**TASK DIRECTIONS**
Starting at the first line of the data below, write out each line exactly until you reach the line containing "Can you find the group", and include that line too.

**DATASET RECORDS**
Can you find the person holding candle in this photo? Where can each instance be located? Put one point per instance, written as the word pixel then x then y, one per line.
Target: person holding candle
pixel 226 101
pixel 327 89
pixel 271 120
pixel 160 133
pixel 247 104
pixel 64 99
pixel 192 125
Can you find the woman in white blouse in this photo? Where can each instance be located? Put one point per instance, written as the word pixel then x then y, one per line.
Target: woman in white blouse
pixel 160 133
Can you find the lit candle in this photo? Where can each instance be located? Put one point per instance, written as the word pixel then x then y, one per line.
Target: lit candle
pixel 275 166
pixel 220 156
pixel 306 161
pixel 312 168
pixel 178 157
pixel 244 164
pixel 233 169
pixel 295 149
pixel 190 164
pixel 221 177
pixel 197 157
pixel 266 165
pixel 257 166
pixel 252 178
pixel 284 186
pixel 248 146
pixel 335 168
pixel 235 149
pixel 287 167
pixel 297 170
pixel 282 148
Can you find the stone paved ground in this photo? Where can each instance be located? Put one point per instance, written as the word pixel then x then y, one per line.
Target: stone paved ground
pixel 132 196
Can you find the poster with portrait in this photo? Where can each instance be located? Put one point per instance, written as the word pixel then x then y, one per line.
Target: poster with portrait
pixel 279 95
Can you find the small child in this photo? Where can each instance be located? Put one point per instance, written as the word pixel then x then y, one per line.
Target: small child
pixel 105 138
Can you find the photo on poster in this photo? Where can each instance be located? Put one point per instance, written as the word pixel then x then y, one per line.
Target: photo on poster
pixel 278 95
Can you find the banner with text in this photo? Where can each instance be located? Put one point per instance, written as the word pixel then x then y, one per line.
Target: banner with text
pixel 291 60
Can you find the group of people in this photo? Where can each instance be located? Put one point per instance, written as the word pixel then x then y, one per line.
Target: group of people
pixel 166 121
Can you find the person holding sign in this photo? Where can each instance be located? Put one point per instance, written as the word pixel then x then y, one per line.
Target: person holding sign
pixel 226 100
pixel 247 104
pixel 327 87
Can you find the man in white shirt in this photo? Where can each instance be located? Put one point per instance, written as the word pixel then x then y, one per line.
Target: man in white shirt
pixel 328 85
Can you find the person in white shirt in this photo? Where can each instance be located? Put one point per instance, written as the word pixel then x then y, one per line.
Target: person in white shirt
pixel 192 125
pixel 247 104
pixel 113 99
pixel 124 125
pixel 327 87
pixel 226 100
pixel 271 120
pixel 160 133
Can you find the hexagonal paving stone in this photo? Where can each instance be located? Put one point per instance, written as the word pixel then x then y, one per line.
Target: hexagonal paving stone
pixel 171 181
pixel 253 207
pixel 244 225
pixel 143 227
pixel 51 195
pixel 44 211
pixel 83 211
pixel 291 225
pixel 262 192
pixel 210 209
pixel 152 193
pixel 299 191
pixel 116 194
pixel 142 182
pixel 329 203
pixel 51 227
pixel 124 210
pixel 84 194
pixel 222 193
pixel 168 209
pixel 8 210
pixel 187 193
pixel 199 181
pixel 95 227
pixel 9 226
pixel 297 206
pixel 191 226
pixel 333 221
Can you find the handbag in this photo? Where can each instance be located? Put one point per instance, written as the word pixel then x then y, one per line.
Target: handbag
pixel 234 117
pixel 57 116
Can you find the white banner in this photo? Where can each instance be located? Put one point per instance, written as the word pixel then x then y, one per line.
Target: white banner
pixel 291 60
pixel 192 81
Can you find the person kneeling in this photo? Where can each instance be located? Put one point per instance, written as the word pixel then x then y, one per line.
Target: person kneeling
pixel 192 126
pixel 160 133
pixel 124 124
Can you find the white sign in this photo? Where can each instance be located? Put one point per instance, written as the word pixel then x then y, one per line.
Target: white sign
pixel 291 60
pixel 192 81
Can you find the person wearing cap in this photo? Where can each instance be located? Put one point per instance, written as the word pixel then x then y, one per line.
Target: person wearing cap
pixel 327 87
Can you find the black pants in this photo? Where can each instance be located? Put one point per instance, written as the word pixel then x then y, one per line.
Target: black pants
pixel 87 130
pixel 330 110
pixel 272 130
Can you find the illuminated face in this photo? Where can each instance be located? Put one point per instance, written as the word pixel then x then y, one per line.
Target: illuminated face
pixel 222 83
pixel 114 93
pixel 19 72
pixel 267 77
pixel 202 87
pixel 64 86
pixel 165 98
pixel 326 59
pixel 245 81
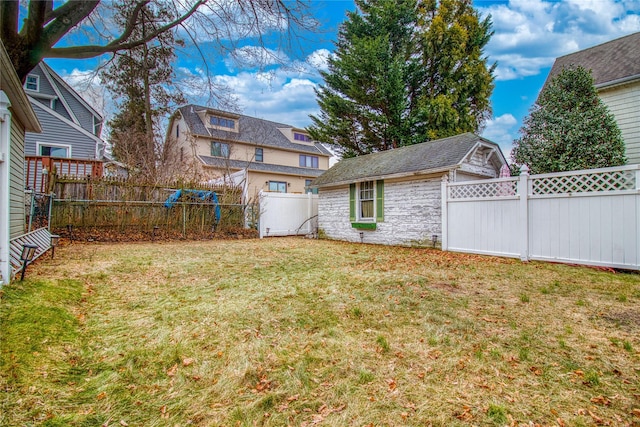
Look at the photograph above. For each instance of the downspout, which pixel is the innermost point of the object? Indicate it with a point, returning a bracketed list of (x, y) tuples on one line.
[(5, 162)]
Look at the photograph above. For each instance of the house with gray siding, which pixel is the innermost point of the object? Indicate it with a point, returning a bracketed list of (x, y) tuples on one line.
[(71, 127), (394, 197), (16, 117), (615, 67)]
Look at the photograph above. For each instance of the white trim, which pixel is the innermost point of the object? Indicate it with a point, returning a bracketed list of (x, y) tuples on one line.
[(359, 217), (62, 99), (50, 144), (66, 121)]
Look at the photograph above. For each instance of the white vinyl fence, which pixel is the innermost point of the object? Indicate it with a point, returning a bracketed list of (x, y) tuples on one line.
[(283, 214), (581, 217)]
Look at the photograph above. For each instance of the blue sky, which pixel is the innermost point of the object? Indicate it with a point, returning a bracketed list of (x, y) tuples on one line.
[(529, 35)]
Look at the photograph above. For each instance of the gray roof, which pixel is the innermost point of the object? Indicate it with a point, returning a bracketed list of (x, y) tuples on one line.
[(432, 156), (250, 130), (220, 162), (609, 62)]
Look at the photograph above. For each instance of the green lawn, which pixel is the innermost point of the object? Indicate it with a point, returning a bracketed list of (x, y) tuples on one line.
[(300, 332)]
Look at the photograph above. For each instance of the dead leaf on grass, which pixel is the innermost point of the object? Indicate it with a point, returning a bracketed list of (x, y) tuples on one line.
[(535, 370), (601, 400), (172, 370), (596, 418), (465, 414)]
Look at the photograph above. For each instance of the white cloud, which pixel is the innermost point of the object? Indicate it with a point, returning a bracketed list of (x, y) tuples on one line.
[(284, 93), (254, 57), (502, 130), (530, 34), (319, 59)]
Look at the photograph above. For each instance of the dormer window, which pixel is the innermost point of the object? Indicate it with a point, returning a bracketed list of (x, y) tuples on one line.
[(222, 122), (301, 137), (32, 83)]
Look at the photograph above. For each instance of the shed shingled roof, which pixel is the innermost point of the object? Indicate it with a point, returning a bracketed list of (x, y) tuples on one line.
[(609, 62), (435, 155), (250, 130)]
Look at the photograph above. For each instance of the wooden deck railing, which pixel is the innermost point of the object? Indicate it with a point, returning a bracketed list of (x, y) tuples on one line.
[(39, 168)]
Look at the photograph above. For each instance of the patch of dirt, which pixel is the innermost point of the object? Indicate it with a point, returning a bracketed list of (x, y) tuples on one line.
[(627, 319)]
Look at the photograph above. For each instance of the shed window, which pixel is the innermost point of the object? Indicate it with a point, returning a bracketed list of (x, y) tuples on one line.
[(32, 82), (366, 202)]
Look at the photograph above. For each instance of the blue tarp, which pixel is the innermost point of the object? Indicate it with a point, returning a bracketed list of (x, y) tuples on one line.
[(195, 194)]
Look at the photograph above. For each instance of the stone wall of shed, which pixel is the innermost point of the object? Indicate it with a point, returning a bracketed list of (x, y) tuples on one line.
[(412, 214)]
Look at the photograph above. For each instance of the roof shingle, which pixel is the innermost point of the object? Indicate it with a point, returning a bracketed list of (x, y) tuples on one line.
[(609, 62), (250, 130), (427, 156)]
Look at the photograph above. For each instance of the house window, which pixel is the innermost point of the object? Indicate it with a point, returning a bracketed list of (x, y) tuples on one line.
[(301, 137), (54, 150), (222, 122), (366, 204), (308, 161), (278, 186), (97, 126), (307, 187), (219, 149), (32, 82)]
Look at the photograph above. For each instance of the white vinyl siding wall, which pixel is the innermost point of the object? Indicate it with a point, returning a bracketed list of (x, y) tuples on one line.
[(624, 103), (16, 181)]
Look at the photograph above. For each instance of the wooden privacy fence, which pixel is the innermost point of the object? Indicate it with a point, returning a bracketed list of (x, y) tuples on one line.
[(283, 214), (150, 218), (111, 208), (581, 217)]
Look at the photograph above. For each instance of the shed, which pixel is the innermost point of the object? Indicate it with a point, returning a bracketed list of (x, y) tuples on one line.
[(394, 197)]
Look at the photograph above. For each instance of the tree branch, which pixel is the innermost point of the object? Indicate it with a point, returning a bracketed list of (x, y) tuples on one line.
[(89, 51), (67, 18)]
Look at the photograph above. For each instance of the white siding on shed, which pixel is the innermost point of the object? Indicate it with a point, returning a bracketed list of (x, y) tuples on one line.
[(624, 103)]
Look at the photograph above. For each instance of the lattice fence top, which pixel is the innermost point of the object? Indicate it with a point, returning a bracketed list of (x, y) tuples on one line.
[(585, 183), (480, 190)]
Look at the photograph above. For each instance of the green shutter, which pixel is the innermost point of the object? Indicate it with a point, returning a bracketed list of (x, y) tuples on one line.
[(380, 200), (352, 202)]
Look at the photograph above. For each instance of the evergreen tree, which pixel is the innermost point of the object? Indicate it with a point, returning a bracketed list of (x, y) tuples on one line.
[(404, 72), (569, 128), (140, 80)]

**EXERCISE SOLUTION**
Can you find the person holding candle in this photo? Where can each instance be located? Put one point per instance, written as the word pixel then x then y, one per line.
Target: person holding candle
pixel 226 101
pixel 327 89
pixel 271 120
pixel 160 133
pixel 247 104
pixel 64 99
pixel 192 125
Can you find the woman in white blouse in this photo? Where can each instance be located? Put one point per instance, written as the word pixel then x then y, one per line.
Target: woman in white blouse
pixel 160 133
Can you find the lit candle in this photo? Where can each instance be located? Put one point per instance, written as the word pixel then x then y, one per line.
Target: lit candle
pixel 275 166
pixel 220 156
pixel 306 161
pixel 312 168
pixel 178 157
pixel 244 164
pixel 233 169
pixel 295 149
pixel 190 164
pixel 221 177
pixel 197 157
pixel 266 165
pixel 257 166
pixel 252 178
pixel 284 186
pixel 248 146
pixel 335 168
pixel 235 149
pixel 287 167
pixel 297 170
pixel 282 148
Can you find the stone paved ground in this photo? Where can each instance be located? Put one point per instance, written as the word pixel then x then y, one per line.
Target: stone paved ground
pixel 132 196
Can you find the poster with portrait in this photo? Where can each instance be located? Put one point per instance, written as the word pixel then x then y, one per line.
Target: poster with portrait
pixel 279 95
Can you find the small child in this photo? Where can each instance be located? Put one point per instance, written as the word pixel then x then y, one per line.
Target: small child
pixel 105 138
Can you find the photo on poster in this photo? Where can each instance be located? Put one point per instance, written as the word pixel then x then y, one per line.
Target: photo on poster
pixel 278 95
Can you find the banner with text in this photo? Where can each instance be located? Put one point per instance, written as the word pixel then x then y, one per line.
Target: banner with text
pixel 291 60
Can you find the group of people in this photo? Where can each instance be located? Put one point per instance, written as the word pixel then x then y, one per line.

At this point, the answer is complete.